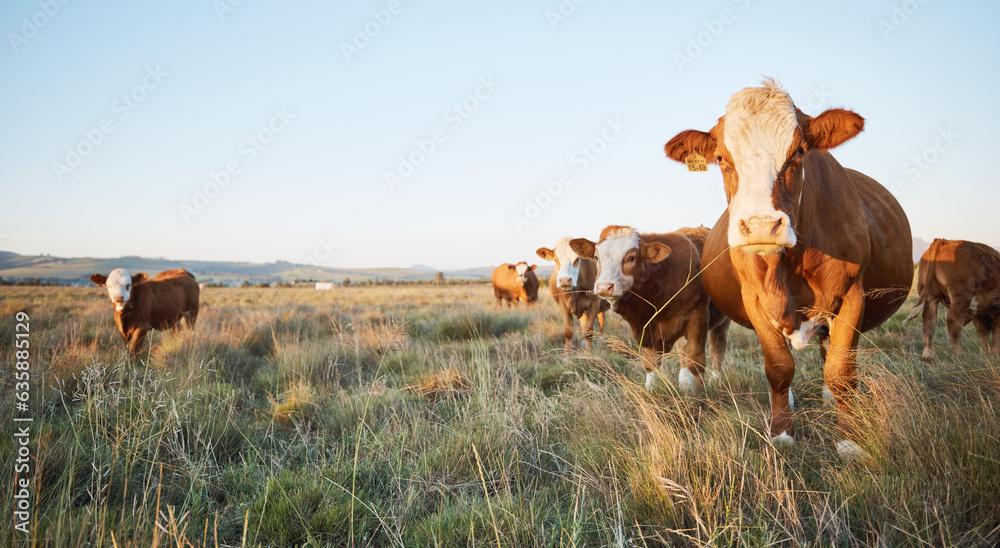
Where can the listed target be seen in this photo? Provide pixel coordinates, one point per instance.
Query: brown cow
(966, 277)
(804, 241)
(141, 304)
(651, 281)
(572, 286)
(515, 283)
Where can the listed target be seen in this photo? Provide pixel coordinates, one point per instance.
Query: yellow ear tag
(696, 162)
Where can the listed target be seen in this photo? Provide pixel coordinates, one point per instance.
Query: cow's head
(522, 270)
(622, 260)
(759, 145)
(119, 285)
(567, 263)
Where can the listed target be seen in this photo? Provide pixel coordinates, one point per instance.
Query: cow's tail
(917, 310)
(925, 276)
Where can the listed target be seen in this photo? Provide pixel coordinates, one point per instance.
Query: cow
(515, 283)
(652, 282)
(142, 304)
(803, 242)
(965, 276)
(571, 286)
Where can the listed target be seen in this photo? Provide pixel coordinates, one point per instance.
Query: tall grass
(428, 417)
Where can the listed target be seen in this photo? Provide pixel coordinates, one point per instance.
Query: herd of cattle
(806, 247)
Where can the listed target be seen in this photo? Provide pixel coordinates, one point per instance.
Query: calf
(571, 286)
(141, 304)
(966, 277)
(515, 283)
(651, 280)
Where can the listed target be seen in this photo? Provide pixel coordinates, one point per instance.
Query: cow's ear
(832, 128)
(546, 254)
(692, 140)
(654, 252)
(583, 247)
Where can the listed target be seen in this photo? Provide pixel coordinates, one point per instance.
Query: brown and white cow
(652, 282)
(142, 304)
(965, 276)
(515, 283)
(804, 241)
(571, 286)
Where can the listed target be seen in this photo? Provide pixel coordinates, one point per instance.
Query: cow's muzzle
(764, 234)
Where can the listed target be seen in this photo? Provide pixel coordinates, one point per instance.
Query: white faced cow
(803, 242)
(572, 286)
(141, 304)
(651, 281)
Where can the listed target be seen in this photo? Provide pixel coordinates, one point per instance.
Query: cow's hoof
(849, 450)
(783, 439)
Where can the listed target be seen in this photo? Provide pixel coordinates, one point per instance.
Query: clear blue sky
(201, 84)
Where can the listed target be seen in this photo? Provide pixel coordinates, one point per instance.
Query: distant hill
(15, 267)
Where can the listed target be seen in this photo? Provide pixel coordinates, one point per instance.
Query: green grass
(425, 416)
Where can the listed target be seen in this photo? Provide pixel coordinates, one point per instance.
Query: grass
▬▬▬
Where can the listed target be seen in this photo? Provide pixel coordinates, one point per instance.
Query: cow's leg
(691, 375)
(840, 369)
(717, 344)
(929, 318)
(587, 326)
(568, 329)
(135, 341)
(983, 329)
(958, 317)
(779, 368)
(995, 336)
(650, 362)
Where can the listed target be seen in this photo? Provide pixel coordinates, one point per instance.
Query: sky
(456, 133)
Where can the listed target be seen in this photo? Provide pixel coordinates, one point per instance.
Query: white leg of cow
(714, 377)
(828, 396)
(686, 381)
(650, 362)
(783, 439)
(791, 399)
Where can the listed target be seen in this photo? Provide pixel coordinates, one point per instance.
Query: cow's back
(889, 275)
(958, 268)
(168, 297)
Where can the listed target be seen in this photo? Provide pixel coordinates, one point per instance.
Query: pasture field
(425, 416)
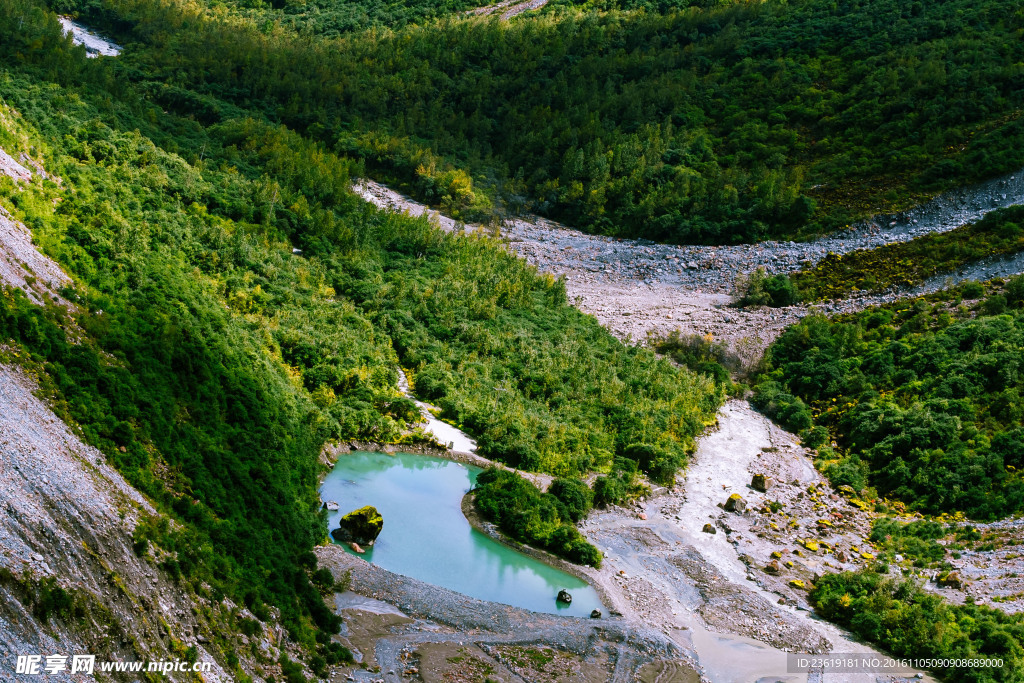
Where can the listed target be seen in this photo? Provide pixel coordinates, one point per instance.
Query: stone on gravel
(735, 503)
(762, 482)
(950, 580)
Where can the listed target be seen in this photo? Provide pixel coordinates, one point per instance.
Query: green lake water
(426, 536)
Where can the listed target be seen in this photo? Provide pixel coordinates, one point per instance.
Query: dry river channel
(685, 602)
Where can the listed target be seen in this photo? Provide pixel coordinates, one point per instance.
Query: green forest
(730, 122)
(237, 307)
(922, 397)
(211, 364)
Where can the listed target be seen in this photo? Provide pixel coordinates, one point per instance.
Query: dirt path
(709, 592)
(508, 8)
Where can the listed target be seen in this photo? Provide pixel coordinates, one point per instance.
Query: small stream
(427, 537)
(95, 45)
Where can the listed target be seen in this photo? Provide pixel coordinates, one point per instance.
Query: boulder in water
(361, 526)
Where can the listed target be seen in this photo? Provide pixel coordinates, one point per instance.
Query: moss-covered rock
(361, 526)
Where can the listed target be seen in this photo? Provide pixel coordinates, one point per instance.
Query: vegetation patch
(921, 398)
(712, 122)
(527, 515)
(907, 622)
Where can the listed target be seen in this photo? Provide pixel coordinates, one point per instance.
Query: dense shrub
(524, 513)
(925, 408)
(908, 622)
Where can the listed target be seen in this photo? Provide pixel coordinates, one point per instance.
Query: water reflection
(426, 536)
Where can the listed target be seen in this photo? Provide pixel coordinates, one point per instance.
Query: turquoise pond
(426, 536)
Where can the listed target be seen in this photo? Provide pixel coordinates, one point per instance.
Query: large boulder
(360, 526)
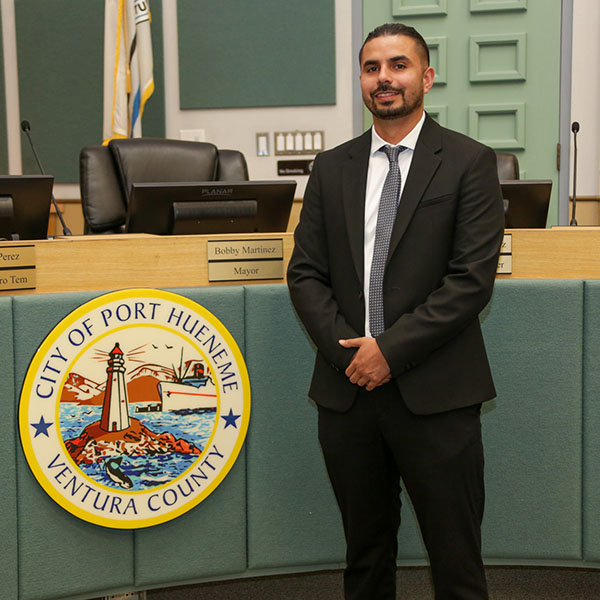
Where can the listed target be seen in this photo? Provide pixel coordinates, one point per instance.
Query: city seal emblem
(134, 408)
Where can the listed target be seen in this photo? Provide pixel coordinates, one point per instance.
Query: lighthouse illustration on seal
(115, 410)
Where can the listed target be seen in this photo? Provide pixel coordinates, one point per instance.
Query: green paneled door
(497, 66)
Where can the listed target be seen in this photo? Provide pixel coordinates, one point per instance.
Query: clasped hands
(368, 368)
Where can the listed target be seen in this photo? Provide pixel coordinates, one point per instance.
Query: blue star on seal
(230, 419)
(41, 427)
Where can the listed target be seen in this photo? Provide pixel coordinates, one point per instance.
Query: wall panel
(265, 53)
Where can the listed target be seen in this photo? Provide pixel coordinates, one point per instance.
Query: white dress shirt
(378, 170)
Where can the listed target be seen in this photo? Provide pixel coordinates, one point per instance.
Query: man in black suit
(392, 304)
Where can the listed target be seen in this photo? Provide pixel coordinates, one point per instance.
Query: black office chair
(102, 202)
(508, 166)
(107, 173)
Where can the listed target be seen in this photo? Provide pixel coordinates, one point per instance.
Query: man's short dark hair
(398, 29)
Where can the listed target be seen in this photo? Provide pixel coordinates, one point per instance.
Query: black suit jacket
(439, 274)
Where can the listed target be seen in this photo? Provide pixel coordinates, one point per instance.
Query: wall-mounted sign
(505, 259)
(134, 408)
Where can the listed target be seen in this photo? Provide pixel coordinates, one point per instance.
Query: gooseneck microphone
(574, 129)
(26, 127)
▬▬▬
WORK TO DO >>
Counting case, how many lines of the records above include the word "brown"? Reply with the number alone.

FULL RESPONSE >>
2